Problem details >> Please output every line of the material as it stands, without the pictures.

Point annotation dataset records:

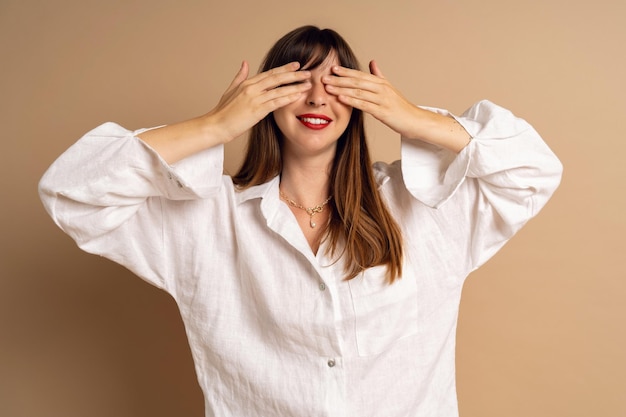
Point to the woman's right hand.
(248, 100)
(244, 104)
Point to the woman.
(310, 283)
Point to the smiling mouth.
(314, 121)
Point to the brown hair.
(360, 222)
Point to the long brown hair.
(360, 224)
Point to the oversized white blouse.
(274, 329)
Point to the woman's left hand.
(373, 94)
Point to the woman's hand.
(247, 101)
(374, 94)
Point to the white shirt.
(274, 329)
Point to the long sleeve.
(94, 190)
(496, 184)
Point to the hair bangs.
(310, 46)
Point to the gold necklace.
(311, 211)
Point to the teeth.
(314, 121)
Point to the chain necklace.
(311, 211)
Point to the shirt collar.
(264, 190)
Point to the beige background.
(541, 328)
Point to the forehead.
(330, 60)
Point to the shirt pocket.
(384, 313)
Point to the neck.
(306, 182)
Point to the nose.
(317, 95)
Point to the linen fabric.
(274, 329)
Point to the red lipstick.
(314, 121)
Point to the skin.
(329, 89)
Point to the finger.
(351, 82)
(284, 79)
(363, 105)
(290, 67)
(355, 93)
(374, 70)
(281, 101)
(285, 91)
(344, 72)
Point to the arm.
(489, 190)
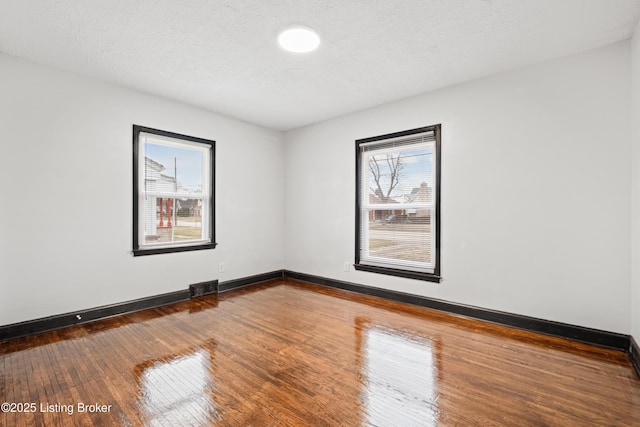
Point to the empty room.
(320, 213)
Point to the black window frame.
(137, 250)
(391, 271)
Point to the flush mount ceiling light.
(299, 40)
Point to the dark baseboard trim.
(44, 324)
(634, 355)
(577, 333)
(251, 280)
(203, 288)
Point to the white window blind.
(397, 202)
(174, 192)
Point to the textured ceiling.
(222, 54)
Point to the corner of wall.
(635, 185)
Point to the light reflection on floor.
(178, 391)
(400, 379)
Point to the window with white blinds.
(397, 219)
(173, 192)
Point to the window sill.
(166, 250)
(417, 275)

Solution >>
Point to the woman's right hand.
(248, 100)
(244, 104)
Point to the woman.
(310, 283)
Point to the smiling mouth.
(314, 121)
Point to the brown hair.
(360, 222)
Point to the long brown hair.
(360, 224)
Point to the oversized white blouse.
(274, 329)
Point to the woman's left hand.
(373, 94)
Point to the woman's hand.
(247, 101)
(374, 94)
Point to the white shirt.
(274, 329)
Point to the long sleeve.
(94, 190)
(496, 184)
Point to the hair bangs.
(310, 46)
Point to the gold necklace.
(311, 211)
Point to the teeth.
(314, 121)
Point to the chain necklace.
(311, 211)
Point to the shirt collar.
(264, 190)
Point to the beige background.
(541, 328)
Point to the forehead.
(330, 60)
Point to the shirt pocket.
(384, 313)
Point to the neck.
(306, 182)
Point to the nose.
(317, 95)
Point to the linen fabric.
(274, 329)
Point to the red lipstick.
(314, 121)
Point to the skin.
(329, 89)
Point to the finger.
(351, 82)
(284, 79)
(363, 105)
(290, 67)
(355, 93)
(374, 70)
(281, 101)
(285, 91)
(344, 72)
Point to the arm.
(489, 190)
Point to the empty room.
(320, 213)
Point to the black window frame.
(137, 250)
(391, 271)
Point to the flush mount ceiling light.
(299, 40)
Point to the dark baseboard trim.
(44, 324)
(634, 355)
(577, 333)
(251, 280)
(203, 288)
Point to the white window blind.
(397, 202)
(174, 192)
Point to the textured ceiling.
(222, 54)
Point to the corner of wall.
(635, 185)
Point to the light reflection on floor.
(178, 391)
(400, 379)
Point to the window with white blinds.
(397, 219)
(173, 192)
Point to the window sill.
(166, 250)
(417, 275)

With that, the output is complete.